[Extracted information Boundary: Start]
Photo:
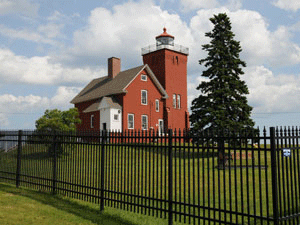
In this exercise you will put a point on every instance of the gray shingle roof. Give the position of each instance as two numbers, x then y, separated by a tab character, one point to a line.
105	86
112	103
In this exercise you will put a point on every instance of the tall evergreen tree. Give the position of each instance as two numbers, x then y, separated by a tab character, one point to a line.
222	103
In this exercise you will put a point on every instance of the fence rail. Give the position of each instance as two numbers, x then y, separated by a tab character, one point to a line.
214	178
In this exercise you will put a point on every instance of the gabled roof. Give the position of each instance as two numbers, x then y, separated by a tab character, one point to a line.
105	86
110	102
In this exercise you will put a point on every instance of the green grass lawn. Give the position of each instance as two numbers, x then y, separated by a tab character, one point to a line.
24	206
143	170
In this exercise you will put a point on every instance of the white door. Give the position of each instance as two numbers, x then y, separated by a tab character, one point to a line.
160	127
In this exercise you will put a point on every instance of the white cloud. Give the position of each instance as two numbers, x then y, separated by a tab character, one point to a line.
23	7
4	122
189	5
40	70
291	5
16	108
124	30
51	30
26	34
270	93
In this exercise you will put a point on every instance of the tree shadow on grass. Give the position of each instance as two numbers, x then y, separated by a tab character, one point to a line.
70	206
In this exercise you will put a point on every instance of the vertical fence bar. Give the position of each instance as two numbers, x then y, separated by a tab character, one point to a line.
103	135
19	158
274	176
170	177
54	151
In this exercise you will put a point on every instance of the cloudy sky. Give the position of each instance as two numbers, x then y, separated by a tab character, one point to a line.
49	50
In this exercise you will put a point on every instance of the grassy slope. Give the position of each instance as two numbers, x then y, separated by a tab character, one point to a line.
23	206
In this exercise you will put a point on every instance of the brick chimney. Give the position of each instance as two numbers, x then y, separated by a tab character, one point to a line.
114	67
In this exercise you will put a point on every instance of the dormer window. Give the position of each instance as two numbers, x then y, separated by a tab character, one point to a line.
144	77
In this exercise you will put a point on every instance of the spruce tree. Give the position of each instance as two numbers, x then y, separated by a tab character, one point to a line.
222	103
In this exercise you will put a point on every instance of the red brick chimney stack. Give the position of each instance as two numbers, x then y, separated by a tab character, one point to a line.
114	67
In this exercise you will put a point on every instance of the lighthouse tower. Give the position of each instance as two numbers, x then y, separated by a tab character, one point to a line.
168	61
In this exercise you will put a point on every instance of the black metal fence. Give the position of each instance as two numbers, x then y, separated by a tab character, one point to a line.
214	178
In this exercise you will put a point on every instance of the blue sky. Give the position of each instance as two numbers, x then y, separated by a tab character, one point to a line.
49	50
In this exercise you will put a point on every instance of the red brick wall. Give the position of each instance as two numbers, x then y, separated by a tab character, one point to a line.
86	117
132	103
171	70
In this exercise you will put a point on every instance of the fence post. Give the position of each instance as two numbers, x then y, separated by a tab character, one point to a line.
54	162
20	133
274	176
102	161
170	140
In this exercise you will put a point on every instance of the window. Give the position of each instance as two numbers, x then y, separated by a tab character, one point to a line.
144	97
157	105
144	77
92	121
144	122
130	121
174	101
178	101
116	117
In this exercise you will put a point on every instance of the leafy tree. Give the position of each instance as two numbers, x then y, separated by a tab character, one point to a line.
52	124
222	104
56	120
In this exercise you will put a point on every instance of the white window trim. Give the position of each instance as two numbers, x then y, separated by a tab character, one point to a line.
160	131
130	114
92	121
146	122
144	76
146	97
157	105
178	101
174	101
118	117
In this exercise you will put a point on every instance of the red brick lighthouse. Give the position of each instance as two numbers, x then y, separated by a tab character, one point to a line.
168	62
152	96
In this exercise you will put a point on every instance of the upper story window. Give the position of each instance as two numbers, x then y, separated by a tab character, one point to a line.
92	121
116	117
130	121
144	77
144	97
157	105
174	101
144	122
178	101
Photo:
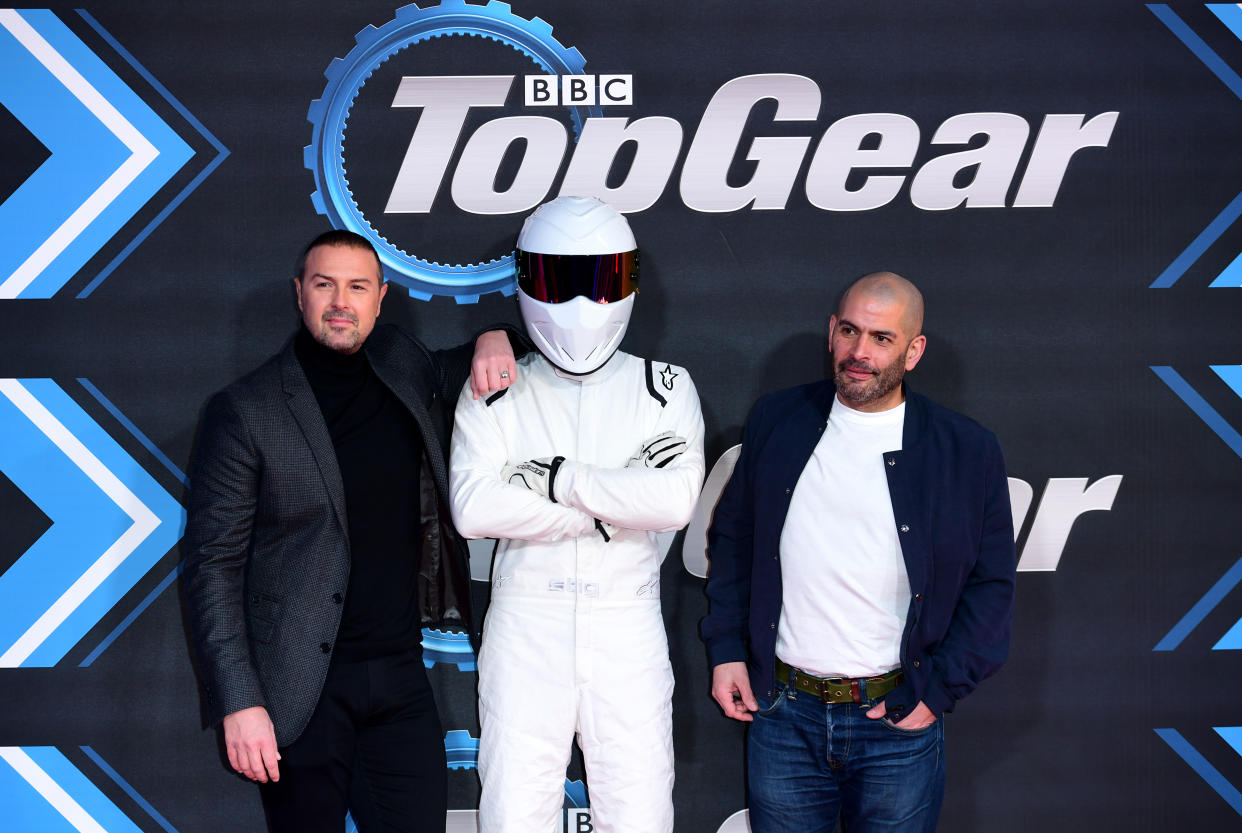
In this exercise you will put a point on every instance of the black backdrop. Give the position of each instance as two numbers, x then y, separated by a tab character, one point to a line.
1119	705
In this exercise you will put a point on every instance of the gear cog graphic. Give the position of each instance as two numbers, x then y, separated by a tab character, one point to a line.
447	647
324	155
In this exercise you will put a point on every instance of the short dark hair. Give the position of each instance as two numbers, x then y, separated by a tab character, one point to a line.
337	237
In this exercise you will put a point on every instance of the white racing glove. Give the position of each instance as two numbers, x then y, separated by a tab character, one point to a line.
539	476
657	452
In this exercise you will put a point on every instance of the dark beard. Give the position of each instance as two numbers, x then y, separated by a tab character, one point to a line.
883	382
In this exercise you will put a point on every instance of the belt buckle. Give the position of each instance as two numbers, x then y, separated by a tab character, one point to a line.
832	689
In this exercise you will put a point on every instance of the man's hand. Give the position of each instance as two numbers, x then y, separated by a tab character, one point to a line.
606	530
493	368
539	476
657	452
250	739
919	716
730	689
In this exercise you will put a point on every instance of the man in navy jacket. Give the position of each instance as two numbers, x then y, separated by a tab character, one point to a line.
862	571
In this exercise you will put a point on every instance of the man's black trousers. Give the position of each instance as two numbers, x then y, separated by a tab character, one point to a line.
374	746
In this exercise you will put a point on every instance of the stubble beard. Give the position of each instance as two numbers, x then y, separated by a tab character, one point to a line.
339	339
855	392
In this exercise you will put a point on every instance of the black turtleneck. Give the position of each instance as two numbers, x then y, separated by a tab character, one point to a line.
379	452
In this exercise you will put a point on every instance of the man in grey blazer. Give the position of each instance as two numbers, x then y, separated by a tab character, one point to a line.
319	544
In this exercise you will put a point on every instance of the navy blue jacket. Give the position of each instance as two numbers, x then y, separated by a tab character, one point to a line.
951	510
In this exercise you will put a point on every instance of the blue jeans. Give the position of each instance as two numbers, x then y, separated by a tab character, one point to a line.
811	764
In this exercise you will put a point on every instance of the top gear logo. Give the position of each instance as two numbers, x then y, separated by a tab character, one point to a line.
729	162
324	155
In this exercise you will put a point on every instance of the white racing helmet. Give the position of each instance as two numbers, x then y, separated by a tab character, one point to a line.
578	272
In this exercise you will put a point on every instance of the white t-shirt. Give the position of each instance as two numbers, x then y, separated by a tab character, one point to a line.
846	592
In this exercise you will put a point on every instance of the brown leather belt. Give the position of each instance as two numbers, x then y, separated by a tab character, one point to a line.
838	689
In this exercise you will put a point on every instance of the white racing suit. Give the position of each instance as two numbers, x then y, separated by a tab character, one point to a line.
574	639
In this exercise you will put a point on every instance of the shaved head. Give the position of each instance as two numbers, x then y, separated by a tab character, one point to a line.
891	288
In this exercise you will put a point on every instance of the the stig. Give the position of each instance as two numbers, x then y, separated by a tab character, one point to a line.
575	468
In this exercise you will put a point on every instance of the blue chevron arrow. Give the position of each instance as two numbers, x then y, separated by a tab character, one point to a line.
44	791
1232	18
1199	405
109	154
111	523
1202	769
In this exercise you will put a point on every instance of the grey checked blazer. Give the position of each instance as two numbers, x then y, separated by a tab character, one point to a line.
267	544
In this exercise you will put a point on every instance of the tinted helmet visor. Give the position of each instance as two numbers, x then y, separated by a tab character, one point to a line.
557	278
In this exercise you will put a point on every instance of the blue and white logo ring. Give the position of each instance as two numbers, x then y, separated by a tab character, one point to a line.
345	76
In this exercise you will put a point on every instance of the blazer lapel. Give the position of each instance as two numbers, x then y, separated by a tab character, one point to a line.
301	401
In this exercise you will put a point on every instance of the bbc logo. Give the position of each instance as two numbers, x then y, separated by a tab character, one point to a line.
578	819
578	91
[Extracted information Boundary: End]
**Exercise goal**
Please write out all the data word for word, but keep every picture out.

**Solution to this problem**
Photo:
In this exercise you will put a point on every instance of the gray shingle roof. Give the position of each instance as two numbers, x then y, separated by a tab character, one point to a line.
105	86
112	103
In this exercise you will put a point on every instance of the tall evergreen tree. Give the position of each instance as two numbers, x then y, separated by a tab character, one point to a line.
222	103
In this exercise you will put a point on every instance of the fence rail. Give the position of each instance as two numbers, x then y, separated by a tab character, one point to a line.
214	178
In this exercise you will put a point on every instance of the gabled roof. Give the position of each instance as two numbers, x then y, separated by a tab character, one point to a line.
105	86
110	102
In this exercise you will put a point on every instance of the green grass lawn. Give the position of each instance as two numbers, x then y, separated by a tab character, one point to a line.
24	206
143	170
In this exercise you will put a point on every instance of the white door. Give the position of each instance as two numbers, x then y, separated by a tab character, one point to a line.
160	127
In this exercise you will put a point on every instance of the white cloud. Give the position of each instance as two numbers, x then y, separated by a tab character, one point to a line.
23	7
4	122
189	5
40	70
291	5
16	108
124	30
51	30
26	34
270	93
In this exercise you will put a point on every instance of the tree shadow on grass. Give the position of each instance as two numbers, x then y, separated by a tab character, one point to a line.
70	206
In this exercise you will put a point on every instance of the vertical fence bar. Give the position of each instance as two numbers, x then y, separated by a tab character, one point to a line.
103	135
19	158
274	176
170	177
54	151
In this exercise you will put a point on every instance of the cloudy sky. Give the position of each instance as two numbers, x then y, separated by a tab character, one point to a line.
49	50
In this exercise you will put a point on every instance of the grassy slope. Give the position of each instance as two numbers, x then y, separated by a tab character, one point to a line.
23	206
In this exercise you will put a point on every instance of the brick chimney. Give the position of each instance as two numbers, x then y, separated by a tab character, one point to a line.
114	67
In this exercise you will put a point on every instance of the dormer window. Give the position of each instance as two numbers, x then y, separated by a tab character, one point to a line.
144	77
In this exercise you will put a point on every instance of the spruce tree. Give the position of each instance as two numbers, x then y, separated by a tab character, one point to a line.
222	103
In this exercise you will put a point on every instance of the red brick chimney stack. Give the position of each instance as two numbers, x then y, separated by a tab character, one point to a line.
114	67
In this exercise you will put a point on every instance of the lighthouse tower. Give the position of each instance as two numbers, x then y, separated by a tab character, one point to a line.
168	61
In this exercise you will put a point on every instance of the black metal fence. Give the position of each instance as two numbers, x then y, separated by a tab character, one point to a line.
214	178
In this exercise you will put a point on every instance of the blue sky. Give the position of each instance as two numbers, x then y, separated by a tab character, one point to a line.
49	50
In this exercise you will put a point on every instance of the red brick wall. Give the position of each instance as two numbers, x then y, separated by a tab character, one point to a line.
86	117
132	103
171	70
In this exercise you will put a point on every instance of the fence post. Give the position of each instance as two numbers, x then y, separated by a tab character, one point to a line.
54	162
20	133
274	176
102	161
170	140
In this exercise you will put a point on every instance of the window. Give the position of each instance as two numbers, x then y, separated by a tab character, one point to a line.
144	97
157	105
144	77
92	121
144	122
130	121
174	101
178	101
116	117
In this exercise you will put a point on every instance of the leafy tree. Give the position of each instance as two numbers, x then y, separated by a tab character, one point to a line.
52	124
222	104
56	120
In this exercise you will put a point on every instance of the white window trim. Give the position of each instance as two numbers, x then y, separated by a tab character, one point to a line.
160	131
130	114
92	121
146	122
144	76
146	97
157	105
178	101
174	101
118	117
In this exercise you will put a point on every instance of the red brick lighthouse. Give the position of each instance as two numbers, x then y, separated by a tab character, one point to a line.
168	62
152	96
In this exercise you will put a point on every instance of the upper story window. Give the position of each instance as two numbers, x then y, separated by a tab character, one point to a line.
92	121
116	117
130	121
144	77
144	97
157	105
174	101
144	122
178	101
Photo:
In this exercise you will put a point on every instance of the black backdrop. Give the position of each instance as two numbers, x then y, separated by a tab character, one point to a line.
1119	705
In this exercise you will put a point on every instance of the gear cog graphic. Give the position of each instance as two numbers, x then y, separated by a tab character, one point to a line.
447	647
324	155
In this exercise you will put a point on every instance of the short dark hair. Give the position of each instance as two numbers, x then y, separated by a tab character, one point to a line.
337	237
In this exercise you will put a point on every instance of the white racing glove. Give the position of each instance as two numbers, x then y, separated by a tab character, one point to a line.
539	476
657	452
In this exercise you will put a point on every instance of the dark beard. Give the position of each instance as two numbers, x then y, separated by a tab character, one point to a line.
883	382
In this exercise you will put a point on every instance of the belt buckle. Give the position of each instance as two numbers, x then y, separated by a tab character, one point to a line.
832	689
In this exercise you will put a point on every instance of the man's hand. Give the position of each instance as two numbers, x then y, separated by a tab character, one point to a line.
606	530
493	368
539	476
657	452
250	739
919	716
730	689
In this exercise you will put a point on every instance of the man in navy jacket. Give the position of each instance as two numbers, x then y, separated by a tab character, one point to a line.
862	571
In this exercise you will put a point on every instance of the man's black trousers. Give the position of each instance as two numbers, x then y, separated by a tab character, one point to a line.
374	746
In this exercise you will put a point on every instance of the stubble beard. Give the position of each instance as two numbers, x then y, separated by a tab character, one point to a line.
339	339
855	392
In this exercise you will put a point on every instance of the black turtleneck. Give the position of each instance as two numbers, x then y, separated by a tab character, one point to a line.
379	452
In this exercise you will put a point on every instance of the man in grey blazer. Give the position of each instance as two numbers, x then y, separated by a tab character, one point to a line.
319	544
In this exercise you will put a point on every instance of the navy blue jacket. Give the position of each instance as two numbers, x then y, separated by a tab character, one point to a line.
951	510
In this exercise you will put a point on every instance of the blue jeans. Give the position of each instance as two numbers, x then y, separated by a tab character, one point to a line.
811	764
In this exercise you will put a point on every instance of the top gear logo. Give the position of each instance as two numbers, x then y, separated by a tab character, one point to a line.
729	162
324	155
In this exercise you will put a point on every instance of the white racing helmet. Give the position of each instance as two numbers, x then y, separated by a tab character, one point to a line.
578	272
In this exercise you will put a point on every instance of the white t-shirt. Give the position of each instance as two numbers, x then y, separated by a tab character, one point to a line.
846	592
In this exercise you will put a point on every instance of the brown leather belt. Give the position of each instance as two numbers, x then y, separated by a tab character, one point to a line.
838	689
In this exercise you will put a point on every instance of the white racing suit. Give the position of each instance as two numbers, x then y, separated by a tab character, one point to a line.
574	639
In this exercise you will put a point on every instance of the shaved head. Give the position of each instance as two numbers, x then y, separated by a tab character, one point to a line.
891	288
In this exercise you will put a point on every instance of the the stig. Give the position of each instance as two numbers, x then y, separated by a tab character, one point to a line.
575	468
In this exercise you will put a point on every instance of the blue chevron arrow. Give the position of each instance as two numbers, x then y, separated by a tab character, one point to a line.
44	791
1232	18
1199	405
109	154
111	523
1202	769
In this exercise you will put a point on every instance of the grey checked blazer. Give the position of each instance as two numbers, x then y, separated by a tab character, one point to a line.
267	544
In this exercise you will put a point on every instance of the tinted helmet visor. Give the position of each instance as two numbers, x then y, separated by a tab character, one point to a line.
557	278
In this exercise you will put a point on every instance of the blue and white logo ring. Give the position of each instance as two numbers, x then y, separated by a tab character, one point to a line.
345	76
In this exercise you will put a point on every instance of the blazer lapel. Give the position of each instance as two numbers, x then y, separated by a tab character, one point to a line.
301	401
In this exercise you will put a point on every instance of the bbc logo. Give the position of each instance as two numbers, x then y, separated by a tab character, one point to a line.
578	819
578	91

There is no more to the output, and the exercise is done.